Natural-language object grounding data:

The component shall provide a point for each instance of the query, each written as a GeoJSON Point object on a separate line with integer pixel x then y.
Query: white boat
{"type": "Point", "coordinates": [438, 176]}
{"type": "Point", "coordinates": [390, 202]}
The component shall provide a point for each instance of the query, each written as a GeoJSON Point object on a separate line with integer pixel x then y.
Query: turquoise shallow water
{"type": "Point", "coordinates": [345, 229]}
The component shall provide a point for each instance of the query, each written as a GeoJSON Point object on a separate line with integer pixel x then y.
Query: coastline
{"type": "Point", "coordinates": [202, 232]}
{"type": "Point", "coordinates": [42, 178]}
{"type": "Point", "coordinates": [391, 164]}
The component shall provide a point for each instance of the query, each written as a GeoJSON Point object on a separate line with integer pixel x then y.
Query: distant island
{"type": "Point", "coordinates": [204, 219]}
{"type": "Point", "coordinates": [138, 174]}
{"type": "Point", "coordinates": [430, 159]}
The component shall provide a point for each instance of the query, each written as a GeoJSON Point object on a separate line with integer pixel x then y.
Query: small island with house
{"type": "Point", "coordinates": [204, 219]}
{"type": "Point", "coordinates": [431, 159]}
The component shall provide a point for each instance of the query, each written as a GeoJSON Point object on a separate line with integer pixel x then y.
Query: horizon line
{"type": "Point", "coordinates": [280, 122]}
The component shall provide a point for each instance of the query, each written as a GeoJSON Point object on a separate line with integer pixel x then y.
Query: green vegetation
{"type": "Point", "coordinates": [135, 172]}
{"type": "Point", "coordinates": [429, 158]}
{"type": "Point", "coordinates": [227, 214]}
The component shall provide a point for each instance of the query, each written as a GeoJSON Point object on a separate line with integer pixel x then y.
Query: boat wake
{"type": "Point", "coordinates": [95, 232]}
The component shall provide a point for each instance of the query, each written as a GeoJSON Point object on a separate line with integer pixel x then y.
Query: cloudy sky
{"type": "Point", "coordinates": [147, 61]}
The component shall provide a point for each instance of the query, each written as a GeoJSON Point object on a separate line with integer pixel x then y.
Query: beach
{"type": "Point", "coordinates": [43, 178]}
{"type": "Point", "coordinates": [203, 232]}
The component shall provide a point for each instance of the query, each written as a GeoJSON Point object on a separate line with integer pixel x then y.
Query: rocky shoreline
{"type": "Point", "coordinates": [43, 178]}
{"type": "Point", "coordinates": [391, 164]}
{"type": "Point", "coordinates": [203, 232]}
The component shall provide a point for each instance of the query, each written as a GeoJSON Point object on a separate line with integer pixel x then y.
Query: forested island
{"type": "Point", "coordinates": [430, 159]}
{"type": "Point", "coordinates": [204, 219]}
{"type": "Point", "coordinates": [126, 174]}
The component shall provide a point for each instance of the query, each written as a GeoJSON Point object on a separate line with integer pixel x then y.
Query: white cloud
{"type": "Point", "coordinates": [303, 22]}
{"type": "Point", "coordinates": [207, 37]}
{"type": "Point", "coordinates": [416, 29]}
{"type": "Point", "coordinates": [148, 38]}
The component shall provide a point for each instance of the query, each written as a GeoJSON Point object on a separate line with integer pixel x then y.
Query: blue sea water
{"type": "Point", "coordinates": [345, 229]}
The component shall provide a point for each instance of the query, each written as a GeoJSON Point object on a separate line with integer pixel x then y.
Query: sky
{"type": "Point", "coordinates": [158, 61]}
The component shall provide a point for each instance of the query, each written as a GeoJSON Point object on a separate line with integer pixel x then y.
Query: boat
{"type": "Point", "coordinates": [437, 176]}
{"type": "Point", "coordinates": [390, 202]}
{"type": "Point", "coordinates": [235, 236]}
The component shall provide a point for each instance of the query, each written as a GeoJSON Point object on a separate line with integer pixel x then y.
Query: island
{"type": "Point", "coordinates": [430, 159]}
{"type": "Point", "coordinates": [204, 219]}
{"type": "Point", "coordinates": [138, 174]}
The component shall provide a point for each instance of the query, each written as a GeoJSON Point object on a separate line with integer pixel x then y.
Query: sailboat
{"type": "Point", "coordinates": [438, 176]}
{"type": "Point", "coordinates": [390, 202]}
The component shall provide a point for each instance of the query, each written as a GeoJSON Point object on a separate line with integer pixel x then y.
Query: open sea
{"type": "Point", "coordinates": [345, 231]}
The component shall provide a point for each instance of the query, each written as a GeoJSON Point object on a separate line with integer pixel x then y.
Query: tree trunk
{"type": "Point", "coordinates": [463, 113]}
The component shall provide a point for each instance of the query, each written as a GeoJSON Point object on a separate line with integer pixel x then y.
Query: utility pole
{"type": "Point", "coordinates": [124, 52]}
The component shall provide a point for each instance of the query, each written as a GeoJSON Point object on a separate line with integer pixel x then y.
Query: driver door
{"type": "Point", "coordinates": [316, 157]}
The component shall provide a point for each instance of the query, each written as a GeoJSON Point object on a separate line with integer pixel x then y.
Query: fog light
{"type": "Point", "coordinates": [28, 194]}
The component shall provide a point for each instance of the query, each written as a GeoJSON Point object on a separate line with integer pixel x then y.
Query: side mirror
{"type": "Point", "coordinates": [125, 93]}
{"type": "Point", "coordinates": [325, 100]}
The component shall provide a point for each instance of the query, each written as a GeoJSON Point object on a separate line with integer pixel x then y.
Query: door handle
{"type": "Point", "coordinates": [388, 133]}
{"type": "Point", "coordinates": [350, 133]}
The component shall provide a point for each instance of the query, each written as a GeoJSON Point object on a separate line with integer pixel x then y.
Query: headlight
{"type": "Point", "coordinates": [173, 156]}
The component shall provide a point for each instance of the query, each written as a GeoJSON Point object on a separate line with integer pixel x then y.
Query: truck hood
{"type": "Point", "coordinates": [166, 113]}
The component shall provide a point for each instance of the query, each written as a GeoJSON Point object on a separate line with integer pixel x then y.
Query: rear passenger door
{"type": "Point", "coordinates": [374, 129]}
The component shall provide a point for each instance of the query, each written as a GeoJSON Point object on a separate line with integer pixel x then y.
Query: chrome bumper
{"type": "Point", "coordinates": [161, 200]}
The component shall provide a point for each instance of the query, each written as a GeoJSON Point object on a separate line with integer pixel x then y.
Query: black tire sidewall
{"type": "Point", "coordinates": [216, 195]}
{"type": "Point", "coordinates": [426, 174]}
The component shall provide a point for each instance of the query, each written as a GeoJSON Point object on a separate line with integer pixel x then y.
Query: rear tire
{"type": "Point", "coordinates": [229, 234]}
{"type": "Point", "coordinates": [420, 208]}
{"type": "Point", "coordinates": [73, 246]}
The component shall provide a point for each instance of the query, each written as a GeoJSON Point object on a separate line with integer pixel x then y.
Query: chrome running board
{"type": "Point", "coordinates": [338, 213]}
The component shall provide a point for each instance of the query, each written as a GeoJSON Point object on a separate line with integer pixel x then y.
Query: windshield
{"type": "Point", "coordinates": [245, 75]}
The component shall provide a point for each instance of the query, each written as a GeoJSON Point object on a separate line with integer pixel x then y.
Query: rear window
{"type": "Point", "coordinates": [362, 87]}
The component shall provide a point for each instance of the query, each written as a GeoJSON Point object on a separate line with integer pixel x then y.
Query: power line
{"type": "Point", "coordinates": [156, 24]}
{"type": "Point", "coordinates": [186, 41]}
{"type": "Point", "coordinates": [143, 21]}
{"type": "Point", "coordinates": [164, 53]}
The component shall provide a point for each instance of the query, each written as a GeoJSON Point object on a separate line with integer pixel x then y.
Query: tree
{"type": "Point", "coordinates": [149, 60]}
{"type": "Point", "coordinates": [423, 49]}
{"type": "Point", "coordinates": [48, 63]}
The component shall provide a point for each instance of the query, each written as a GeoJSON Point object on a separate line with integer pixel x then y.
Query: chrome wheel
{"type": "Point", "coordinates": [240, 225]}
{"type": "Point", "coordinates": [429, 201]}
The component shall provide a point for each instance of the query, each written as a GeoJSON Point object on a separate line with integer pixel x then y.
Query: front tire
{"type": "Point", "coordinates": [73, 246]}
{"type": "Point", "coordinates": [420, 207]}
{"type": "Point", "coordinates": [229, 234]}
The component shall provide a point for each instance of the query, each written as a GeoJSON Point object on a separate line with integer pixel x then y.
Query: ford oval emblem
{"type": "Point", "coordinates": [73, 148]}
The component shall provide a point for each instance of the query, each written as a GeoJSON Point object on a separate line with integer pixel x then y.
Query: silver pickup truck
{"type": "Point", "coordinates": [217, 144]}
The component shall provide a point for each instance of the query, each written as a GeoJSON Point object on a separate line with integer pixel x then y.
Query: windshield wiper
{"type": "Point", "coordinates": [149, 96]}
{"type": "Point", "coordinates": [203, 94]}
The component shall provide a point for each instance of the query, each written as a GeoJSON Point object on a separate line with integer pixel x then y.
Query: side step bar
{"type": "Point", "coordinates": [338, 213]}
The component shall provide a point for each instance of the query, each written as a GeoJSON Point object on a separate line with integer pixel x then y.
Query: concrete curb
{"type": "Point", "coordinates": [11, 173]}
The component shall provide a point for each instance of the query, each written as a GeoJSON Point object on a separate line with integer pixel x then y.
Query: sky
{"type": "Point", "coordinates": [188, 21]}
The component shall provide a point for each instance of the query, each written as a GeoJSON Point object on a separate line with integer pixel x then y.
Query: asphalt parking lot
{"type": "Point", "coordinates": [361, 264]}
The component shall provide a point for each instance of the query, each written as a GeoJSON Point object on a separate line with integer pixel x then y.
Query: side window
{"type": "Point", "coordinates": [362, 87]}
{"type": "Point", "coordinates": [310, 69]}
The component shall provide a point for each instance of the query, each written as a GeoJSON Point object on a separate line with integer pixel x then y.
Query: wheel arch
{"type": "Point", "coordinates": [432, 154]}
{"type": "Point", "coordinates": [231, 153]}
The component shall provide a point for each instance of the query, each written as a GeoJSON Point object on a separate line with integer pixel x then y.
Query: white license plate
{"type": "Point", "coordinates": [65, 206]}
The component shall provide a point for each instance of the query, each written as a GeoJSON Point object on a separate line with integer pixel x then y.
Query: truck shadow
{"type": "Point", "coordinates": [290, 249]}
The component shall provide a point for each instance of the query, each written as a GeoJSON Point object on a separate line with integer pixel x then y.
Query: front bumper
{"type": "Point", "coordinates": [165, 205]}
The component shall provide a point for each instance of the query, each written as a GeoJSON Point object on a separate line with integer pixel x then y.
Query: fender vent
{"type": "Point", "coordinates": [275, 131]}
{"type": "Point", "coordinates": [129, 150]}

Activity - Your answer must consist only of the lines from the one containing "Query: front bumper" through the last line of the data above, both included, exactly as written.

Output for this task -
Query: front bumper
{"type": "Point", "coordinates": [165, 205]}
The component shall provide a point for each instance of the query, each written as a GeoJSON Point object on a separate line with integer pixel x then y.
Query: fender vent
{"type": "Point", "coordinates": [275, 131]}
{"type": "Point", "coordinates": [129, 150]}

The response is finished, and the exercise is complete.